Infinite fibonacci series, take only n from the list, without using mutation?

I'm trying to solve this problem in a pure-functional way, without using set!.
I've written a function that calls a given lambda for each number in the fibonacci series, forever.
(define (each-fib fn)
(letrec
((next (lambda (a b)
(fn a)
(next b (+ a b)))))
(next 0 1)))
I think this is as succinct as it can be, but if I can shorten this, please enlighten me :)
With a definition like the above, is it possible to write another function that takes the first n numbers from the fibonacci series and gives me a list back, but without using variable mutation to track the state (which I understand is not really functional).
The function signature doesn't need to be the same as the following... any approach that will utilize each-fib without using set! is fine.
(take-n-fibs 7) ; (0 1 1 2 3 5 8)
I'm guessing there's some sort of continuations + currying trick I can use, but I keep coming back to wanting to use set!, which is what I'm trying to avoid (purely for learning purposes/shifting my thinking to purely functional).

Try this, implemented using lazy code by means of delayed evaluation:
(define (each-fib fn)
(letrec
((next (lambda (a b)
(fn a)
(delay (next b (+ a b))))))
(next 0 1)))
(define (take-n-fibs n fn)
(let loop ((i n)
(promise (each-fib fn)))
(when (positive? i)
(loop (sub1 i) (force promise)))))
As has been mentioned, each-fib can be further simplified by using a named let:
(define (each-fib fn)
(let next ((a 0) (b 1))
(fn a)
(delay (next b (+ a b)))))
Either way, it was necessary to modify each-fib a little for using the delay primitive, which creates a promise:
A promise encapsulates an expression to be evaluated on demand via force. After a promise has been forced, every later force of the promise produces the same result.
I can't think of a way to stop the original (unmodified) procedure from iterating indefinitely. But with the above change in place, take-n-fibs can keep forcing the lazy evaluation of as many values as needed, and no more.
Also, take-n-fibs now receives a function for printing or processing each value in turn, use it like this:
(take-n-fibs 10 (lambda (n) (printf "~a " n)))
> 0 1 1 2 3 5 8 13 21 34 55

You provide an iteration function over fibonacci elements. If you want, instead of iterating over each element, to accumulate a result, you should use a different primitive that would be a fold (or reduce) rather than an iter.
(It might be possible to use continuations to turn an iter into a fold, but that will probably be less readable and less efficient that a direct solution using either a fold or mutation.)
Note however that using an accumulator updated by mutation is also fine, as long as you understand what you are doing: you are using mutable state locally for convenience, but the function take-n-fibs is, seen from the outside, observationally pure, so you do not "contaminate" your program as a whole with side effects.

= = = =

## Short task
Please return, word for word, the part of the Fibonacci thread starting at "(It might be" and ending at "with side effects.".

= = = =

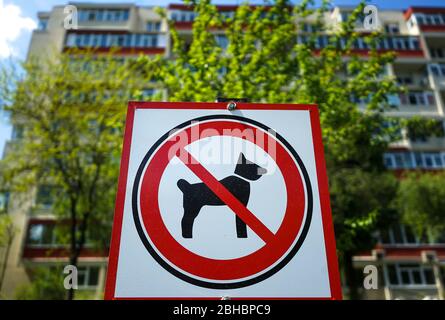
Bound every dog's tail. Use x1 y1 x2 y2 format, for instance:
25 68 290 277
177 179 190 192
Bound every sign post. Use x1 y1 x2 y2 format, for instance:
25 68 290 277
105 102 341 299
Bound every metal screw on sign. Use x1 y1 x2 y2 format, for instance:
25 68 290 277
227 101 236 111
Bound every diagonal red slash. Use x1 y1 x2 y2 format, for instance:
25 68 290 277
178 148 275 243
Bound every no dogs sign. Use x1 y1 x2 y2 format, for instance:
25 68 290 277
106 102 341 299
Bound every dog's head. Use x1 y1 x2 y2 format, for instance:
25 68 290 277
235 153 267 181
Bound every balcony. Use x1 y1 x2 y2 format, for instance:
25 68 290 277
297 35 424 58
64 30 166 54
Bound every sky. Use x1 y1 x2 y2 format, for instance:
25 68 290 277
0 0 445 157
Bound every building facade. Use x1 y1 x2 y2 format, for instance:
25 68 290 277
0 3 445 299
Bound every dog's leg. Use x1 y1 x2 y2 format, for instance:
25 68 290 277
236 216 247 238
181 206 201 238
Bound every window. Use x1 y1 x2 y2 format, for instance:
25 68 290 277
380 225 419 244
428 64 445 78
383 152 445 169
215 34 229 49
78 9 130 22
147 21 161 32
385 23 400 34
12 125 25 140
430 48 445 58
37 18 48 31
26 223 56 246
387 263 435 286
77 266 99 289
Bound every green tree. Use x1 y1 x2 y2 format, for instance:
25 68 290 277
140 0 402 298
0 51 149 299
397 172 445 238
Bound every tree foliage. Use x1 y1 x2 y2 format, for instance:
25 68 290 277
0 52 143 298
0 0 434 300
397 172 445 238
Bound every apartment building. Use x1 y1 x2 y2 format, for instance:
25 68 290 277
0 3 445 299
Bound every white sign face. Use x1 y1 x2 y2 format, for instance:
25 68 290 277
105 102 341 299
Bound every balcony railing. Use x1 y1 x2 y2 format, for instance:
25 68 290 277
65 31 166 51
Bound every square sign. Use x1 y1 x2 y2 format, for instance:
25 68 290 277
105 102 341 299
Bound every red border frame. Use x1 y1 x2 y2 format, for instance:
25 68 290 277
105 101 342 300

= = = =

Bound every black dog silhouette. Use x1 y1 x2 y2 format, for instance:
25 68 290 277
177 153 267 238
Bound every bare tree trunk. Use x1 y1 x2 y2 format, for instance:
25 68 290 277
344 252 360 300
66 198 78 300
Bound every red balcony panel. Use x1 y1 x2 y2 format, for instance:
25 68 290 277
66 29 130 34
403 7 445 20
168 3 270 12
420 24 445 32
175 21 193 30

= = = =

## Response to this task
(It might be possible to use continuations to turn an iter into a fold, but that will probably be less readable and less efficient that a direct solution using either a fold or mutation.)
Note however that using an accumulator updated by mutation is also fine, as long as you understand what you are doing: you are using mutable state locally for convenience, but the function take-n-fibs is, seen from the outside, observationally pure, so you do not "contaminate" your program as a whole with side effects.